Material for the task -
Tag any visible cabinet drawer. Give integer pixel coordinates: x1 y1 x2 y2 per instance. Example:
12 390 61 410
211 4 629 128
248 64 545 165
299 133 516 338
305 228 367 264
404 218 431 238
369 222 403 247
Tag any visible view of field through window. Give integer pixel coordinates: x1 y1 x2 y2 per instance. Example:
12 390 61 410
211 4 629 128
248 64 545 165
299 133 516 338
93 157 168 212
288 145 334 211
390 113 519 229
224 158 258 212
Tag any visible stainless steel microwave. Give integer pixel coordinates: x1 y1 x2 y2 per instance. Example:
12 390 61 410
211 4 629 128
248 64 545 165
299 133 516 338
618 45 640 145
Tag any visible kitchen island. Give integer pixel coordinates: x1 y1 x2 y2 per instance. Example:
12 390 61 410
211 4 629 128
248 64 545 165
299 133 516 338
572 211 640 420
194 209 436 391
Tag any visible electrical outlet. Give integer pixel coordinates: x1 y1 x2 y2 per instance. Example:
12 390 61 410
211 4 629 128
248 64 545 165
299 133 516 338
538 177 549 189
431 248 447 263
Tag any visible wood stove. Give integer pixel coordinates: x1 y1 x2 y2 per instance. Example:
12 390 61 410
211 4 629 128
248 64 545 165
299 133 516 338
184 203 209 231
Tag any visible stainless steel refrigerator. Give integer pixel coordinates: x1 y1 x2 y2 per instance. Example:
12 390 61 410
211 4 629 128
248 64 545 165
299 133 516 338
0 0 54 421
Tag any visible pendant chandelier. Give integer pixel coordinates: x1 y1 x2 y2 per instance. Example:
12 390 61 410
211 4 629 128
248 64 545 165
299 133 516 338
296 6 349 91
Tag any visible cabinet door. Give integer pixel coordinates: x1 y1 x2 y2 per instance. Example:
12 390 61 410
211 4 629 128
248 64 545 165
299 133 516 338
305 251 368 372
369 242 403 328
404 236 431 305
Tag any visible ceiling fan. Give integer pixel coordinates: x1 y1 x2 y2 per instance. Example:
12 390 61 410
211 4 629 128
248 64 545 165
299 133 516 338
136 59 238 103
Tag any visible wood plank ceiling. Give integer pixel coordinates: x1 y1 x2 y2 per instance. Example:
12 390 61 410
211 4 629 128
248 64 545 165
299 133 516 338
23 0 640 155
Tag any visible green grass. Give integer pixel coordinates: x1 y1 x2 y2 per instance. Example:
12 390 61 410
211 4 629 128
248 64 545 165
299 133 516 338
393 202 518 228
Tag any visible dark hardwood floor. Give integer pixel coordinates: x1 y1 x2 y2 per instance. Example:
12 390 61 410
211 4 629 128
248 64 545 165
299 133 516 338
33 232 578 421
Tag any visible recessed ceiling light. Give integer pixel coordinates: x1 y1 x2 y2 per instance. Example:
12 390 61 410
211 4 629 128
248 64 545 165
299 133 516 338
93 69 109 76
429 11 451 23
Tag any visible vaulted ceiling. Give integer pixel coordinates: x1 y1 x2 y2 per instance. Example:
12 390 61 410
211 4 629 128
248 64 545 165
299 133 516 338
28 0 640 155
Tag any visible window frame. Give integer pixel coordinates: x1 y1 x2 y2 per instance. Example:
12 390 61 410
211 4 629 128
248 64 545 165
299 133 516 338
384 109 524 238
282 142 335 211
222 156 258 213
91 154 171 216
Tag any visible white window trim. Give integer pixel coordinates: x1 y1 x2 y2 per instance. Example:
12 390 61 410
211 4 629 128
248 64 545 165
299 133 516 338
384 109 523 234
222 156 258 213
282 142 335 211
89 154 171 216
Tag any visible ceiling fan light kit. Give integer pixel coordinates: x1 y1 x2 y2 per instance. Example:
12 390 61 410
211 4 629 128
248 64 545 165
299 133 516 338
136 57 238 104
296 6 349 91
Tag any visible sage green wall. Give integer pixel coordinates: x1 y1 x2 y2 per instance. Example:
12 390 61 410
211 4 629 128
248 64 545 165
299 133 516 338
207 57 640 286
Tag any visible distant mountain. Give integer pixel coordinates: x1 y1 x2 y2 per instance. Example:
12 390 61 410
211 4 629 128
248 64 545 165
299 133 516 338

Challenge - List every line in the records above that contains the string "light". Case counts, so match capital and lowercase letters precisely.

Complete answer -
Tag any visible recessed ceiling light. Give integer pixel coordinates: x1 y1 x2 y2 per instance. Example:
Tag any visible ceiling fan light kit. Give integer pixel coordinates: x1 y1 x2 y2 per instance. Example:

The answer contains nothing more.